[Excerpts of pointing data]
+ + + + +

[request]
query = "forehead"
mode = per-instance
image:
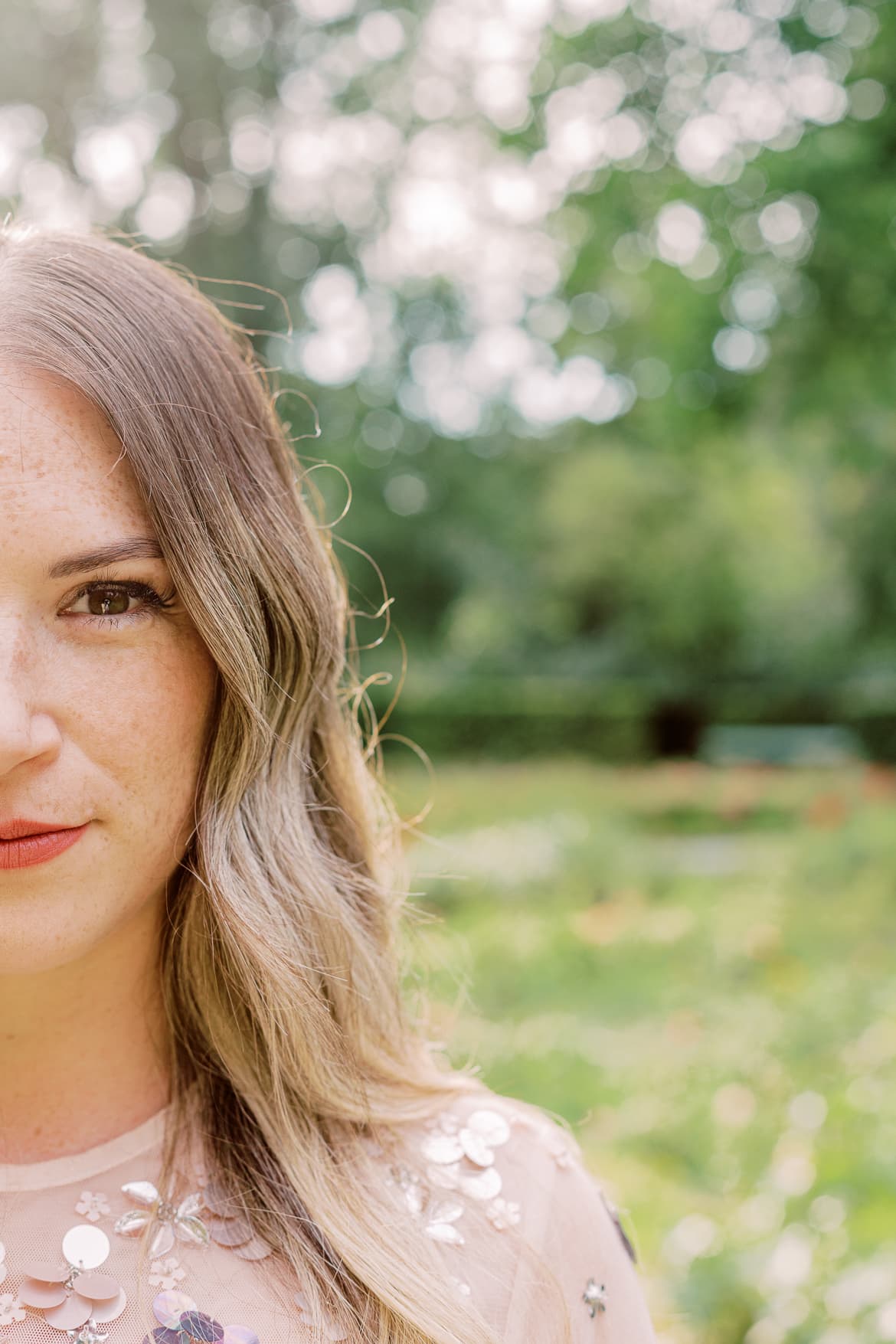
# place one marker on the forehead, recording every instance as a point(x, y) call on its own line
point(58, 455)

+ + + + +

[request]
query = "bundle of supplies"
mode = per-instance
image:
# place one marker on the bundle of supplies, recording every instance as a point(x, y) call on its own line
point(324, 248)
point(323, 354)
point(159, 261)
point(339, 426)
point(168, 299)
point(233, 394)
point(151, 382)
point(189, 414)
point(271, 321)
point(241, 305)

+ + + + +

Set problem:
Count the lines in the items above that contain the word "marker", with case mattering, and give only the number.

Completed exercise:
2